**The request:**
Write out exactly, with no other output, the lines below from the one that contains "Phrase: foliage canopy" through the end.
-- Start Material provided --
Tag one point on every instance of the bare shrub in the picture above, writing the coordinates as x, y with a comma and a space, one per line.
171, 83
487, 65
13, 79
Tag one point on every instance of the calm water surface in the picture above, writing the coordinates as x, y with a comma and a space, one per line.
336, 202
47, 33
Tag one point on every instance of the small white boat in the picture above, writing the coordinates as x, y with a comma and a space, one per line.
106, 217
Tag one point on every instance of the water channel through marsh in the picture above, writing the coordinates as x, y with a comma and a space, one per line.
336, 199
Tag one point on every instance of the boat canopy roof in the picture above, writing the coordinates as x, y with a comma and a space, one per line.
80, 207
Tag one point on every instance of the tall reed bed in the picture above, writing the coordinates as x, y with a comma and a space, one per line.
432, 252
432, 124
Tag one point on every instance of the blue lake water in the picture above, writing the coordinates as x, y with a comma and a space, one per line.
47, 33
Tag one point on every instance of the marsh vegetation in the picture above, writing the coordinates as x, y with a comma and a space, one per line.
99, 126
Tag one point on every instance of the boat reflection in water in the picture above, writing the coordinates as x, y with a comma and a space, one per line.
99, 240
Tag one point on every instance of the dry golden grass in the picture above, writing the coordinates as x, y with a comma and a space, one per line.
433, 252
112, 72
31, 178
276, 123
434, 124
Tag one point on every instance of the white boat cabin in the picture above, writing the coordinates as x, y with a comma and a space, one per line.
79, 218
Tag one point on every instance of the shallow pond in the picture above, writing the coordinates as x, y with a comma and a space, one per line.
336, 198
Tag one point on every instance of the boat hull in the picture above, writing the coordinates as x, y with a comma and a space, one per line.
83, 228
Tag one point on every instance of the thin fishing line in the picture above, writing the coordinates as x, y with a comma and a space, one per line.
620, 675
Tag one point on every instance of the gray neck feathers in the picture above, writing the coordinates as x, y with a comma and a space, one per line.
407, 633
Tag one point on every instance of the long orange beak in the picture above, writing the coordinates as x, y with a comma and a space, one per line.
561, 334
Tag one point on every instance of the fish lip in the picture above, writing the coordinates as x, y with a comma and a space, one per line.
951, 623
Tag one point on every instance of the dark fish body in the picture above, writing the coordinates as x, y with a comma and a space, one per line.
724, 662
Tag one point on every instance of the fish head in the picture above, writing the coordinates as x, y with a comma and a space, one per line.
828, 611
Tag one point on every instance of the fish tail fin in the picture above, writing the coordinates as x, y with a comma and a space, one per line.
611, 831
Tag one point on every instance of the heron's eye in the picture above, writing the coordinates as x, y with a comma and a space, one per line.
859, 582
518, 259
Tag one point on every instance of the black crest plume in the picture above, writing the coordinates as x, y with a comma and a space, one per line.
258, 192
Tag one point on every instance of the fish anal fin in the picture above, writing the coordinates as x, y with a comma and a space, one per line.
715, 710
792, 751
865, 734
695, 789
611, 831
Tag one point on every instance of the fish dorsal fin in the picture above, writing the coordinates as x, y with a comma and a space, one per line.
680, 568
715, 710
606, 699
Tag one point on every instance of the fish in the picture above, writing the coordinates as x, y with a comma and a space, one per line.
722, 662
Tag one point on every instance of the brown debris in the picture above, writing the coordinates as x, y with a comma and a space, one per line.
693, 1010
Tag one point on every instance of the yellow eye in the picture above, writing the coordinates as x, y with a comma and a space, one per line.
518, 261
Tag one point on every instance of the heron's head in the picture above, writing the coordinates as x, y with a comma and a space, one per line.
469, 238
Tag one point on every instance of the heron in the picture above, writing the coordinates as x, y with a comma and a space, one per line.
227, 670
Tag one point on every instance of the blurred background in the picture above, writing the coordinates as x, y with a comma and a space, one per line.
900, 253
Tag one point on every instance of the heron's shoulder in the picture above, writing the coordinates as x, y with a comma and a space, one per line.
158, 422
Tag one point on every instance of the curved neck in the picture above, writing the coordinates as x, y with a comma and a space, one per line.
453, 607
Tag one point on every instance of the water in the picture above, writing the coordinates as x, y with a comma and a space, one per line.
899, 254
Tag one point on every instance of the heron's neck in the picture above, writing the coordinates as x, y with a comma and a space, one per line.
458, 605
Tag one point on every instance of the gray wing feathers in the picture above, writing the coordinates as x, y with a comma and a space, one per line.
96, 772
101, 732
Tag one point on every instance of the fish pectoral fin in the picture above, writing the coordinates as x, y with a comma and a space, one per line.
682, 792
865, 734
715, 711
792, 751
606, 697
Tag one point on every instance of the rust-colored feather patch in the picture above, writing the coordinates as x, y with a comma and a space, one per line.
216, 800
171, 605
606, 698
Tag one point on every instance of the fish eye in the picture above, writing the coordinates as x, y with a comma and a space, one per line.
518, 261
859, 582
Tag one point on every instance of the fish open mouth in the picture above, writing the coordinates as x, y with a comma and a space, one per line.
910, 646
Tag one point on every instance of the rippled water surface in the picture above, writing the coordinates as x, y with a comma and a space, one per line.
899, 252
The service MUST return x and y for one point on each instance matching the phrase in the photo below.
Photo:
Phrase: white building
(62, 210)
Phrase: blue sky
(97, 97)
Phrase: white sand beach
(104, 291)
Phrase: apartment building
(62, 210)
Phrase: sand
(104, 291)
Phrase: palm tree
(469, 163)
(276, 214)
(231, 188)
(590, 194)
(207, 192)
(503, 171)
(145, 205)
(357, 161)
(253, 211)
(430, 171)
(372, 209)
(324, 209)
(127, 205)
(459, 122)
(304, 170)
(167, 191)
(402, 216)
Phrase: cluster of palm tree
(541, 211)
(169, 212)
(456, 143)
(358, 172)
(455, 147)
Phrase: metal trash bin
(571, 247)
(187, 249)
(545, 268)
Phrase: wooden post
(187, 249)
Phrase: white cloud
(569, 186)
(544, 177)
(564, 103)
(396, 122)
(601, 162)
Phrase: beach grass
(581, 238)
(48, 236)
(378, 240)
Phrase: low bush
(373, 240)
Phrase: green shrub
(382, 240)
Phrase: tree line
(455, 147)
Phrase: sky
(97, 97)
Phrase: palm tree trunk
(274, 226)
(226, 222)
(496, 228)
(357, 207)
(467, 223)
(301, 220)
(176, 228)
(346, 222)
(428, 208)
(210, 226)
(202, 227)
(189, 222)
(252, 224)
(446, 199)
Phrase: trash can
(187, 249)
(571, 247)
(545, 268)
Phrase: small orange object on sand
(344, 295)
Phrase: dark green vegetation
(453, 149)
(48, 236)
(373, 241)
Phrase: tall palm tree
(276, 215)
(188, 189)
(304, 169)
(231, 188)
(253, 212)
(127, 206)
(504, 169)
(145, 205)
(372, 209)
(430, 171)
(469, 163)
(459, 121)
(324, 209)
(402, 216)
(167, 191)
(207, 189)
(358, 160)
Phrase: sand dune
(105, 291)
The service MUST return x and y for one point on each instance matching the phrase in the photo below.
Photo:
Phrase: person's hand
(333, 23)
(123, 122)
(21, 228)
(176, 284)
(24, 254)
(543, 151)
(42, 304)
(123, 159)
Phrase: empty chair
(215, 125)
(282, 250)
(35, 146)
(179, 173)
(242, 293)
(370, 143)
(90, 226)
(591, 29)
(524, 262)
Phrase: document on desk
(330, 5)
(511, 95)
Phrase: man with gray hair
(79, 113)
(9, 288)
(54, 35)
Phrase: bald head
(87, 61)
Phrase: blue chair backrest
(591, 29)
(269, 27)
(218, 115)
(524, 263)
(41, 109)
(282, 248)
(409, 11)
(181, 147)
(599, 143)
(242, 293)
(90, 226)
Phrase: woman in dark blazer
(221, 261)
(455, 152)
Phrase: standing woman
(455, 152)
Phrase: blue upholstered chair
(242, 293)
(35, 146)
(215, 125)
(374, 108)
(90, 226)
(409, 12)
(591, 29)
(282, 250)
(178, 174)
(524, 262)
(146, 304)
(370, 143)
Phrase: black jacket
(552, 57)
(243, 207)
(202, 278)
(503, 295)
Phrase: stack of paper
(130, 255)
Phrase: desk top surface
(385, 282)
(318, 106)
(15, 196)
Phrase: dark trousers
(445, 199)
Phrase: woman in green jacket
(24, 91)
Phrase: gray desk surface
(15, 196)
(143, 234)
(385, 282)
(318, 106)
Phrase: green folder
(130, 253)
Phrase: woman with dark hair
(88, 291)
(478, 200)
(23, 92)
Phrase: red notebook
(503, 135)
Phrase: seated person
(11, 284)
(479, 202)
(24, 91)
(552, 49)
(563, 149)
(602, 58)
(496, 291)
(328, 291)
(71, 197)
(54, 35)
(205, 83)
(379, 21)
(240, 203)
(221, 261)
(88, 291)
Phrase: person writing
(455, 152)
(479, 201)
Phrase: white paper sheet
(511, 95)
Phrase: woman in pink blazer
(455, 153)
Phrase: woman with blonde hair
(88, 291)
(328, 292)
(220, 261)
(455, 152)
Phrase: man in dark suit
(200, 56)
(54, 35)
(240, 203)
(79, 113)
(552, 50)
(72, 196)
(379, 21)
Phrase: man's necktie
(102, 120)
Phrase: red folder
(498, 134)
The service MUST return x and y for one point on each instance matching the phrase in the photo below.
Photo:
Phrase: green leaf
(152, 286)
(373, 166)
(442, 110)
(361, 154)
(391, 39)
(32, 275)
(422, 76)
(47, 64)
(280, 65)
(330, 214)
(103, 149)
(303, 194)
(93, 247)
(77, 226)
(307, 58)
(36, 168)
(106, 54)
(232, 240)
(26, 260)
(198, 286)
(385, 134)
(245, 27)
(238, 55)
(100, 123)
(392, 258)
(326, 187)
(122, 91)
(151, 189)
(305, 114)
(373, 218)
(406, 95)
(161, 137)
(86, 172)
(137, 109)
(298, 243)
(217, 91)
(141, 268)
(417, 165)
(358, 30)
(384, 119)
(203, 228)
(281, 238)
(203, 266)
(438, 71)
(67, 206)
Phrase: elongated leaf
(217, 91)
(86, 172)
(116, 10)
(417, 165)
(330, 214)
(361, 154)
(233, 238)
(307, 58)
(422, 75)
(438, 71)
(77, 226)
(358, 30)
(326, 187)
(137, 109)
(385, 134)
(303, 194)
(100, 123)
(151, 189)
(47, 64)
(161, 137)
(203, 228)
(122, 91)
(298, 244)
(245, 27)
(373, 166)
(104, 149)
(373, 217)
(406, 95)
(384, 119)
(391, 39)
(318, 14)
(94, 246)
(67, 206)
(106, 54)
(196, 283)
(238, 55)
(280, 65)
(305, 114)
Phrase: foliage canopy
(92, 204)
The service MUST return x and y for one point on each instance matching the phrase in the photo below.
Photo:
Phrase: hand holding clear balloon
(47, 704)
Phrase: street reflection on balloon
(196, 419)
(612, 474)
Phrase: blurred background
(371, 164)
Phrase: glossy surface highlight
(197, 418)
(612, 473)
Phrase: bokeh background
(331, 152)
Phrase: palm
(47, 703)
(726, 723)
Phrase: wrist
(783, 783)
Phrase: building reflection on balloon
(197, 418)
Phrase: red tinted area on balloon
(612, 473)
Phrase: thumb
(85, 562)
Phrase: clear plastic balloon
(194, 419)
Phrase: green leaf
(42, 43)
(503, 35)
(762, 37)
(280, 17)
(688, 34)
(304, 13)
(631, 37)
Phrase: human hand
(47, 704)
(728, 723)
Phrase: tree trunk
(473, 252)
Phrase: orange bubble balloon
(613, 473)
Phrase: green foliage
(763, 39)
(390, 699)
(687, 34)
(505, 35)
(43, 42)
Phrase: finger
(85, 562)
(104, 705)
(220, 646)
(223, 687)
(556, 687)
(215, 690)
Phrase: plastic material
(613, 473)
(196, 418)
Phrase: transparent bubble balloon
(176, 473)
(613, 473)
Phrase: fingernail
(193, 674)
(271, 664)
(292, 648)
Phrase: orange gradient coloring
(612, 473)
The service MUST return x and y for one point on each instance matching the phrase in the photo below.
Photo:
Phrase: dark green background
-- End Material provided --
**Response to the exercise:**
Phrase: foliage canopy
(92, 204)
The service MUST return x and y for one point on each instance matching the phrase in the photo below.
Photo:
Phrase: hand holding clear balloon
(47, 704)
Phrase: street reflection on balloon
(196, 419)
(612, 474)
Phrase: blurred background
(371, 164)
Phrase: glossy surface highlight
(197, 418)
(612, 473)
Phrase: bokeh background
(331, 152)
Phrase: palm
(47, 703)
(726, 723)
Phrase: wrist
(783, 783)
Phrase: building reflection on balloon
(197, 418)
Phrase: red tinted area on balloon
(612, 473)
Phrase: thumb
(85, 562)
Phrase: clear plastic balloon
(194, 419)
Phrase: green leaf
(42, 43)
(503, 35)
(762, 37)
(280, 17)
(688, 34)
(304, 13)
(631, 37)
Phrase: human hand
(47, 704)
(728, 723)
Phrase: tree trunk
(473, 252)
Phrase: orange bubble balloon
(613, 473)
Phrase: green foliage
(763, 39)
(390, 699)
(687, 34)
(505, 35)
(43, 42)
Phrase: finger
(85, 562)
(104, 705)
(220, 646)
(223, 687)
(556, 687)
(215, 690)
Phrase: plastic material
(613, 473)
(196, 418)
Phrase: transparent bubble balloon
(176, 473)
(613, 473)
Phrase: fingernail
(193, 674)
(271, 664)
(292, 648)
Phrase: orange gradient coloring
(612, 473)
The service MUST return x and y for one point on each instance matching the phrase in the photo below.
Photo:
Phrase: dark green background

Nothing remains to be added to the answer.